What you are asked to do
List each line in the rows below that contains the string "plant". Letter case must match.

Supplied data
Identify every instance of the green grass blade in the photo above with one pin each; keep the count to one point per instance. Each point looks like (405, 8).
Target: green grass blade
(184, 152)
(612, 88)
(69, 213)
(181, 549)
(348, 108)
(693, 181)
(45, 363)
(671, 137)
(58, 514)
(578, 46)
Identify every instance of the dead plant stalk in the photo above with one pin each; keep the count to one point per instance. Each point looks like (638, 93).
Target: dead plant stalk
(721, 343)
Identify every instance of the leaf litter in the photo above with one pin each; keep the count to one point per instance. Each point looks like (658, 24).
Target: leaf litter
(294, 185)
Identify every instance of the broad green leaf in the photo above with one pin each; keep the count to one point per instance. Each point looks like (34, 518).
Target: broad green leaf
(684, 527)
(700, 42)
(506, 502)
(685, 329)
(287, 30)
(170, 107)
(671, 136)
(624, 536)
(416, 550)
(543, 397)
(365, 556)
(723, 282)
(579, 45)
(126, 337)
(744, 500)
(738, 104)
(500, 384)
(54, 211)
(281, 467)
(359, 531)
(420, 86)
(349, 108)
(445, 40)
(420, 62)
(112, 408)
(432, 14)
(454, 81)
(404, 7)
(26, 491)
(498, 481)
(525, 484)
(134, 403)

* * *

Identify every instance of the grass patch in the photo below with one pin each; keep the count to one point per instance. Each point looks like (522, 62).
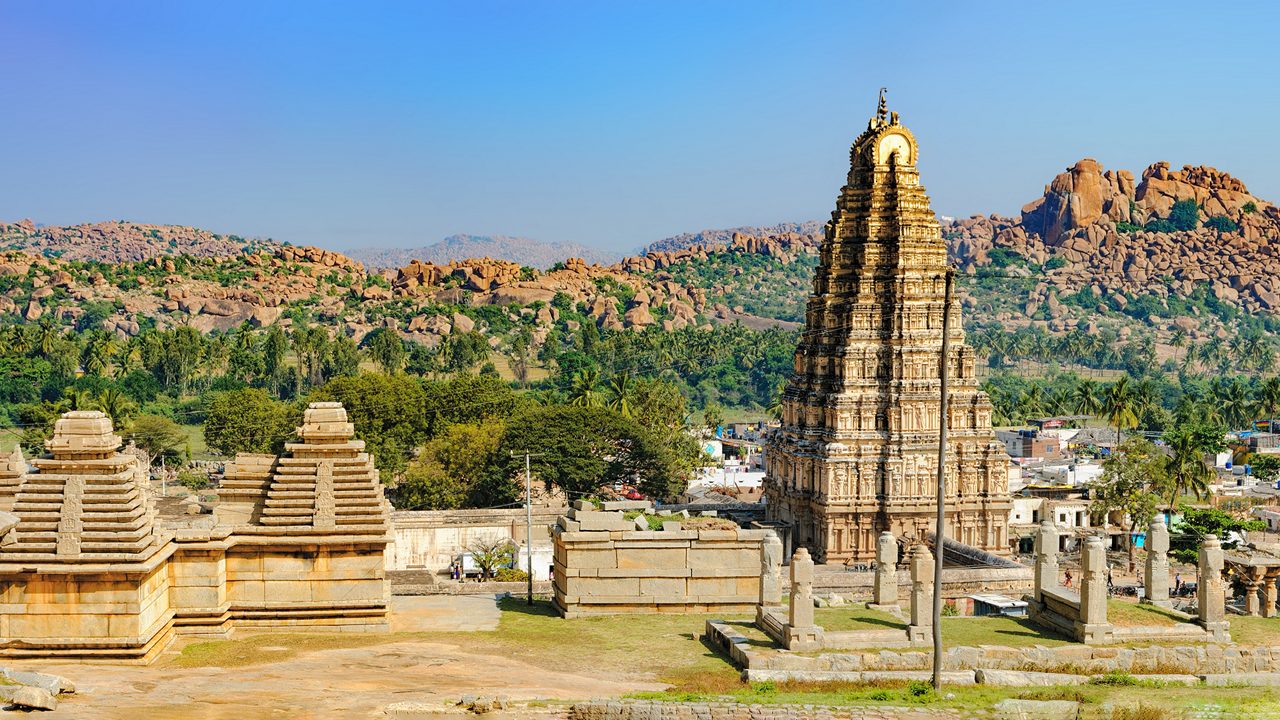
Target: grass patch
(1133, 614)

...

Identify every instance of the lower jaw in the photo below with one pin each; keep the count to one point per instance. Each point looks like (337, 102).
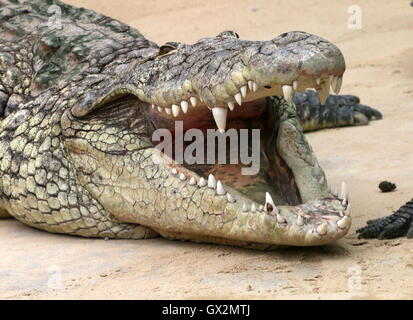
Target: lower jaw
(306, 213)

Result of this task
Identify every instance of the dead plant stalk in the photo above with one pin each; keep the count to one point per instance. Each point looks like (638, 93).
Target: dead plant stalk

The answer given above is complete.